— Start Listing —

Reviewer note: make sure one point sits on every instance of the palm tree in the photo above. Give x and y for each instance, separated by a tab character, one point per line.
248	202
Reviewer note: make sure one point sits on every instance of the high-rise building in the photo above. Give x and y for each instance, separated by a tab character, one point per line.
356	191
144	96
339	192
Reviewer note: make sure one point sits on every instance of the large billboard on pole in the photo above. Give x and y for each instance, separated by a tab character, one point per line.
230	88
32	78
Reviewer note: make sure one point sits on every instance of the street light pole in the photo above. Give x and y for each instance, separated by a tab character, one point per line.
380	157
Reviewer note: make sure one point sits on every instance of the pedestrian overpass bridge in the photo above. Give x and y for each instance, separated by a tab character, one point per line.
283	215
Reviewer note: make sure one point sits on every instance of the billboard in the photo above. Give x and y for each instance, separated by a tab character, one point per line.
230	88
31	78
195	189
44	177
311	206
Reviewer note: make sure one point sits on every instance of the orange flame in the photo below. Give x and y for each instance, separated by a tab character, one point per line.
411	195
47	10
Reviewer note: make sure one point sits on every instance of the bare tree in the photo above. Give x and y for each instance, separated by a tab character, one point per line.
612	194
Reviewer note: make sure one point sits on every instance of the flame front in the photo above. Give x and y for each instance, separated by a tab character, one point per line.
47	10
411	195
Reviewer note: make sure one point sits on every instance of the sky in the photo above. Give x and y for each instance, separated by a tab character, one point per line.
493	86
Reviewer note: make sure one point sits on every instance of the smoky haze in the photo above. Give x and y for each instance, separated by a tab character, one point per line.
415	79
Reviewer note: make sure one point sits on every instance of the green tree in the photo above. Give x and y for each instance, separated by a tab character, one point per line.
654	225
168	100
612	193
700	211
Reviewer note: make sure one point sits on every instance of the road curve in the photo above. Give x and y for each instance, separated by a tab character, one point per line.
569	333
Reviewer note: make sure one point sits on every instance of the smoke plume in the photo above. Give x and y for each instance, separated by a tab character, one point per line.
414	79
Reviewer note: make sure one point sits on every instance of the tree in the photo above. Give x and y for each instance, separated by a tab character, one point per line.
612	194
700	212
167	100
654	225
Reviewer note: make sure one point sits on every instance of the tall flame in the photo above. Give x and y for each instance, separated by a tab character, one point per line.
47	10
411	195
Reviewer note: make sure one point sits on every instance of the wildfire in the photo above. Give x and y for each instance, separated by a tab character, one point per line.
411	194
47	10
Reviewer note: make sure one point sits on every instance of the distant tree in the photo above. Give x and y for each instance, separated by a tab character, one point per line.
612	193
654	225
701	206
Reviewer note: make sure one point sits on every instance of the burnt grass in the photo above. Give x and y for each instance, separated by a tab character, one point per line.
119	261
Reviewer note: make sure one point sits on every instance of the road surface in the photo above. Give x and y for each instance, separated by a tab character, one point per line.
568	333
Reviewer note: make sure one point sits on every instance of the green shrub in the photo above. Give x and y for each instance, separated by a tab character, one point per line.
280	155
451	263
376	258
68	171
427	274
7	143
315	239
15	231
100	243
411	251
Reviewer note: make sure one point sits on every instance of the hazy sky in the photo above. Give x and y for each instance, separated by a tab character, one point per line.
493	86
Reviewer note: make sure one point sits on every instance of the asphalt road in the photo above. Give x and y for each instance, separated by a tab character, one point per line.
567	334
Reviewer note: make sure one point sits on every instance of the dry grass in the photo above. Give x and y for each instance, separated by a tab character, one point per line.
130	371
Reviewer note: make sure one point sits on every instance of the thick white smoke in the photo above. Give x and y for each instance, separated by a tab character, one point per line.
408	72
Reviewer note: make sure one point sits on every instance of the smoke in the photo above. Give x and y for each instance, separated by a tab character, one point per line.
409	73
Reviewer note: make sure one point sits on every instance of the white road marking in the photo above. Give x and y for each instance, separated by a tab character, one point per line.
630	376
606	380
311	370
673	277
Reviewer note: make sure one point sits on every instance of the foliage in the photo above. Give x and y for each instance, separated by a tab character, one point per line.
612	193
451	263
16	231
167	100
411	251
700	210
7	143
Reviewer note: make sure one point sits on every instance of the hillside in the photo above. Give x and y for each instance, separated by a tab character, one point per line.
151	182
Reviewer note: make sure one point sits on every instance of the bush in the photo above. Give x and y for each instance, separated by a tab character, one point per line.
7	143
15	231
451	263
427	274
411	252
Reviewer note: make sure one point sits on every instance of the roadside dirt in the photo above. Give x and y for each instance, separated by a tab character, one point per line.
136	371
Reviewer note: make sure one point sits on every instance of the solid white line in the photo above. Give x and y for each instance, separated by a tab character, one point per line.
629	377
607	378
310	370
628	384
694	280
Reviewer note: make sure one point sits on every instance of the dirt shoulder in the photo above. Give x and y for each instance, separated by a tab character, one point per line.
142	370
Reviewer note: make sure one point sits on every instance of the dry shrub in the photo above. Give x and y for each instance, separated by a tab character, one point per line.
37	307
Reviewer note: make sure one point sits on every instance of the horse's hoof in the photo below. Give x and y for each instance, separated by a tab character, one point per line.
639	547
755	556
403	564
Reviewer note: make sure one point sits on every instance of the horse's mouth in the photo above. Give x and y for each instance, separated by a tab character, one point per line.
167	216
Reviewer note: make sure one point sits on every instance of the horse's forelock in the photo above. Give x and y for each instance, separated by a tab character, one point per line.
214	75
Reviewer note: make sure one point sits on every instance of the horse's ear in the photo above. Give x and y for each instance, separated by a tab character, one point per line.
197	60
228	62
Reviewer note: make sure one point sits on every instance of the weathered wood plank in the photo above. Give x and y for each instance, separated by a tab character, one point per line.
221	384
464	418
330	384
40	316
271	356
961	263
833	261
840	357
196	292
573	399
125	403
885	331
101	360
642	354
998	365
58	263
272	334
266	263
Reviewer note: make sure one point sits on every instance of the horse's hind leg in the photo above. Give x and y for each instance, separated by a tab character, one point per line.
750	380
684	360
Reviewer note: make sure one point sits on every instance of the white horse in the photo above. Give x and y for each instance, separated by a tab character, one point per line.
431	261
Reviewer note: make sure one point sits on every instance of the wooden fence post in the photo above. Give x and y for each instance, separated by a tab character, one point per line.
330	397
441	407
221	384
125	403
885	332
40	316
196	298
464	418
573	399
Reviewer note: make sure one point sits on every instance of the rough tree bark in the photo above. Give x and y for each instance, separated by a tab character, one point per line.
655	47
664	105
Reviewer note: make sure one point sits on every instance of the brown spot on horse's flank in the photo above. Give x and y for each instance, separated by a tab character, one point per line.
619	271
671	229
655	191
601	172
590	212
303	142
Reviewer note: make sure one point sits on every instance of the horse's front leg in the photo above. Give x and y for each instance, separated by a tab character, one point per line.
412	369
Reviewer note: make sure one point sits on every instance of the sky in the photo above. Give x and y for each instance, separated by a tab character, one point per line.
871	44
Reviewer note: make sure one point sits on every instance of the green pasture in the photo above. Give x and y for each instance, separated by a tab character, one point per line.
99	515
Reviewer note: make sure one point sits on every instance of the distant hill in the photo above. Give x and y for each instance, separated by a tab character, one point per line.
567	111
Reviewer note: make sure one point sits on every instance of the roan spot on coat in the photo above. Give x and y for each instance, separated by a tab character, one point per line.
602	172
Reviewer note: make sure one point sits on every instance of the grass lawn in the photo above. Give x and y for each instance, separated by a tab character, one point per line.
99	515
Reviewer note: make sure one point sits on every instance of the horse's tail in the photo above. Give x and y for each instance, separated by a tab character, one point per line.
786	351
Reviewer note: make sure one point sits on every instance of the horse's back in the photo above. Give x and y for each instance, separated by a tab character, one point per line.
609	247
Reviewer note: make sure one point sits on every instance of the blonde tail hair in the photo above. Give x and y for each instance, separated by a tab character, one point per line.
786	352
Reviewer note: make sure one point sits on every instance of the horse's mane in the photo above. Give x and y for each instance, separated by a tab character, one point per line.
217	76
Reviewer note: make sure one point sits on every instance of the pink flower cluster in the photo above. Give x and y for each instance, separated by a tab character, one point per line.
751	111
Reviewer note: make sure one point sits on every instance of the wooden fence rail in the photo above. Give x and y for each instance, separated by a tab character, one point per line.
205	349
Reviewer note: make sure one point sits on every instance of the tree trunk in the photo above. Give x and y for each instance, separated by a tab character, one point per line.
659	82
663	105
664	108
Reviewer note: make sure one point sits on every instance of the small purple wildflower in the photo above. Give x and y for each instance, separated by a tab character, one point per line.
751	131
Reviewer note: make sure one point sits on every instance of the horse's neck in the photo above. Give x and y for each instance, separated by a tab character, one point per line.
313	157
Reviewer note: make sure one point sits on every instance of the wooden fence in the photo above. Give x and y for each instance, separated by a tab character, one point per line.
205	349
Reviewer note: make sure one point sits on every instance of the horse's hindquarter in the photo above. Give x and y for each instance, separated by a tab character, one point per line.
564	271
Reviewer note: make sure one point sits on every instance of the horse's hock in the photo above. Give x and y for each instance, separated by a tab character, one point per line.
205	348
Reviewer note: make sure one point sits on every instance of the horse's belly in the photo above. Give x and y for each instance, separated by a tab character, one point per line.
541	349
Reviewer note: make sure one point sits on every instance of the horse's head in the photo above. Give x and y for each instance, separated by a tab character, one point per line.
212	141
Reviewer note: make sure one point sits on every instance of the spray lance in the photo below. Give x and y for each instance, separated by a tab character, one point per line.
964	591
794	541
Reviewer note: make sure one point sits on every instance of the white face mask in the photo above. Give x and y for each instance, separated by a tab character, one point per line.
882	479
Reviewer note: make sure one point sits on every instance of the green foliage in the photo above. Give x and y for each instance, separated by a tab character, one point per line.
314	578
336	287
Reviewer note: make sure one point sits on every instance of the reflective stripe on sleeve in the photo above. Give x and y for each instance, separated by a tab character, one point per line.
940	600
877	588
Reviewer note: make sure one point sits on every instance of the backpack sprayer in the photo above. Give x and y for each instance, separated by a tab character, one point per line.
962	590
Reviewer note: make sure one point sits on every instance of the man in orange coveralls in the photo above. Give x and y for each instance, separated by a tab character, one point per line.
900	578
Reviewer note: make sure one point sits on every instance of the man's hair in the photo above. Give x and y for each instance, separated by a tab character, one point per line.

— End Listing —

> **Your objective**
Quote exactly what appears from the line containing "of the backpack" through the final line of the listing above, including both of those lines.

> **Result of the task**
Reviewer note: make sure one point sits on every instance of the backpack sprayer in the photo above. Give x and y for each instance, separated by a tab character, one point per line.
962	590
Reviewer note: make sure one point sits on every instance of the man in orange coveralls in the photo above. Give x and y for each instance, separated by a tab character, one point per line.
900	578
Reviewer note: make sure one point sits on every instance of the man's hair in the photo above. Give x and y for each instance, separated by a tab character, one point per line.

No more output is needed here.